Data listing
========================================

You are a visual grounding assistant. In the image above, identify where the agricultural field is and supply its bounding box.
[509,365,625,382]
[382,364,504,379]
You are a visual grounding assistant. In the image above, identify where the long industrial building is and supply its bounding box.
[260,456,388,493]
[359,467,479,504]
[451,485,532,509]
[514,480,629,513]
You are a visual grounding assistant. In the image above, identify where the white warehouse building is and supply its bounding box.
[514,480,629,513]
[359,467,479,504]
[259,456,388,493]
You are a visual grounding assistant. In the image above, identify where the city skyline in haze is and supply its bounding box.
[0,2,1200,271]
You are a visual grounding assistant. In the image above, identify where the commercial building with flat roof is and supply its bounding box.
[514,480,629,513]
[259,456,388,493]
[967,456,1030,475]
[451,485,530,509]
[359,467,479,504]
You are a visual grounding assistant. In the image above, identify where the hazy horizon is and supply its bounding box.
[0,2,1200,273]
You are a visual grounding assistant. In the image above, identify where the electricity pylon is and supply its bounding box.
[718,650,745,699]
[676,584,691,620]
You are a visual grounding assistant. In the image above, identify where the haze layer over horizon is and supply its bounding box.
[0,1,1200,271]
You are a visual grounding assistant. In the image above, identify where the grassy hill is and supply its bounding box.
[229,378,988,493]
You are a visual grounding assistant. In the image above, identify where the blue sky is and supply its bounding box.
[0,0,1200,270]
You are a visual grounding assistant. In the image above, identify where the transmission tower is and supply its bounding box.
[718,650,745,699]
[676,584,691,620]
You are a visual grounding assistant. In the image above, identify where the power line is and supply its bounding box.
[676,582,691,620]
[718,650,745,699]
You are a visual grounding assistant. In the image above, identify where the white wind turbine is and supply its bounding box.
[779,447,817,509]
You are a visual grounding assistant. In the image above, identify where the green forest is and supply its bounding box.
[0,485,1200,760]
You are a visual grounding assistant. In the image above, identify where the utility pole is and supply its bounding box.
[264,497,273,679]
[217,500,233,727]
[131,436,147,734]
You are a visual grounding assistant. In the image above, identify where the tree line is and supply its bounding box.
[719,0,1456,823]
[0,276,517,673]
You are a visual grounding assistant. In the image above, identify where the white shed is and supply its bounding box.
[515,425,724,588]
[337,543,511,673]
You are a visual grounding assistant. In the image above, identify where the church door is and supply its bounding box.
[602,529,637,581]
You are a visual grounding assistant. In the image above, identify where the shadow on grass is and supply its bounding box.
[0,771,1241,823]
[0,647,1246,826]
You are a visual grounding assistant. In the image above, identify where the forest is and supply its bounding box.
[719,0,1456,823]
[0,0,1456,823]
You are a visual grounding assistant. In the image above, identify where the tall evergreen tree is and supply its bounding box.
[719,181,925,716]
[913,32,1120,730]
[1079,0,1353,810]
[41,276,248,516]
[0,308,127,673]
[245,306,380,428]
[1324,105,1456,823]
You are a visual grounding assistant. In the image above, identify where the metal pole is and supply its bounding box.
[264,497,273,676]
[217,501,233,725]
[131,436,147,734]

========================================

_EXERCISE TASK_: Return the items of the data listing from the line with "door is and supply its bounding box." up to and including the line with "[1324,105,1456,823]", copied character for character.

_PROBLEM SOLUTION_:
You are a visual grounding assistant. In the image above, identify where the church door is and supply its bounding box.
[602,529,637,581]
You are a visual grounding assistant. In the image above, identify where the shadow on grass is and supply its bounding box.
[0,771,1241,823]
[0,647,1246,826]
You are a visual grounding assistant. In the image above, identify where the forest is and supply its bounding box.
[719,0,1456,823]
[0,0,1456,823]
You are a visual grounding assistant. In the image above, identify where the tall evergreen tree is and supply its bounding box.
[719,181,925,716]
[913,32,1120,730]
[1079,0,1353,810]
[41,276,248,516]
[0,308,127,673]
[245,306,380,428]
[1324,105,1456,823]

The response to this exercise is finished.